Objective A: In the solar kiln post, why are the vents closed during the final week of drying? Answer in one to three sentences.

━━ Quoted text ━━

A correctly built solar kiln is pretty much a load-it-and-forget-it operation. If using Dr. Wengert's formula of 10 sq ft of solar collector per 100 bft of lumber, it's hard to mess up the lumber. That formula is optimum for drying Oak which has a very low safe drying rate. Also, the beauty of a solar kiln is that it conditions the stack each night when the heat drops and the humidity rises so that any drying stresses are relieved.

My kiln is sized for 400 bft in 10 ft. lengths and has four vents, 12" x 4", two upper and two lower. The single fan is rated at 1400 cfm. Per the advice from the AW article, I crack the vents when the wood is first loaded. After a couple of weeks, I open them up about 1/3 and the final week, they are closed in order to get the heat as high as possible for, hopefully, sterilization. So far it's worked well although I've only dried Walnut and Cedar in it which are both pretty forgiving.

I just finished stickering 450 bft of White Oak that I'll put inside the kiln after a couple of weeks of air drying. That will be the ultimate test of how well it works.


----------



## VA-Sawyer (Mar 29, 2012)

━━━

Objective B: Update the listing, starting at the line that contains "out the blue" and ending at the last line of the listing, replacing "player's" with "athlete's" and changing nothing else. Give only those lines.

━━ Data ━━

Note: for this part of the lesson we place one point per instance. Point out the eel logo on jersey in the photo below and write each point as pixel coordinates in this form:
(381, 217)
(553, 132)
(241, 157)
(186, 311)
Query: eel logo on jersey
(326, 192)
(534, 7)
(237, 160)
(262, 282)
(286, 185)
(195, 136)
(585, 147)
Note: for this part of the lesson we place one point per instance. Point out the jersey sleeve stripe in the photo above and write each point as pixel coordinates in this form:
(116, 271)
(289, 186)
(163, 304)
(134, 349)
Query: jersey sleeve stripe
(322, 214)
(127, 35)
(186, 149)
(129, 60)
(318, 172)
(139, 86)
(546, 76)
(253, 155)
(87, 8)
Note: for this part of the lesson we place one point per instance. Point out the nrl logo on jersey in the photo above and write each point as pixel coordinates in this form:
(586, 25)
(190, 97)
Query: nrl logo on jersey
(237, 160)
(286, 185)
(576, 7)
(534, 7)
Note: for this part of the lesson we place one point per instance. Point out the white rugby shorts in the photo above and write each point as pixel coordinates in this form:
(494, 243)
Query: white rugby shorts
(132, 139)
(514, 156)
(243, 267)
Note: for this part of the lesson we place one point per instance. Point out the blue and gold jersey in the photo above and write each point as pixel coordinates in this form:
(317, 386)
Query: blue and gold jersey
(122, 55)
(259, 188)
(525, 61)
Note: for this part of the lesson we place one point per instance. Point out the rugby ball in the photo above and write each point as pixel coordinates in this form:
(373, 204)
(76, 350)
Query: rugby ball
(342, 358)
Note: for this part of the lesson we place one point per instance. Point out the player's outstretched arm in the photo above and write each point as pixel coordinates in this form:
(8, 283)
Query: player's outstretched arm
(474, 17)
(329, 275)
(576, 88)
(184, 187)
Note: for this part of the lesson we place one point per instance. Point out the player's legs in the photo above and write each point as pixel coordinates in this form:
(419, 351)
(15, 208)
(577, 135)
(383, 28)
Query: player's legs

━━━

Exercise solution A: They are closed to get the heat inside the kiln as high as possible, in the hope of sterilization.

Exercise solution B:
Note: for this part of the lesson we place one point per instance. Point out the blue and gold jersey in the photo above and write each point as pixel coordinates in this form:
(317, 386)
Query: blue and gold jersey
(122, 55)
(259, 188)
(525, 61)
Note: for this part of the lesson we place one point per instance. Point out the rugby ball in the photo above and write each point as pixel coordinates in this form:
(373, 204)
(76, 350)
Query: rugby ball
(342, 358)
Note: for this part of the lesson we place one point per instance. Point out the athlete's outstretched arm in the photo above and write each point as pixel coordinates in this form:
(8, 283)
Query: athlete's outstretched arm
(474, 17)
(329, 275)
(576, 88)
(184, 187)
Note: for this part of the lesson we place one point per instance. Point out the athlete's legs in the photo above and write each point as pixel coordinates in this form:
(419, 351)
(15, 208)
(577, 135)
(383, 28)
Query: athlete's legs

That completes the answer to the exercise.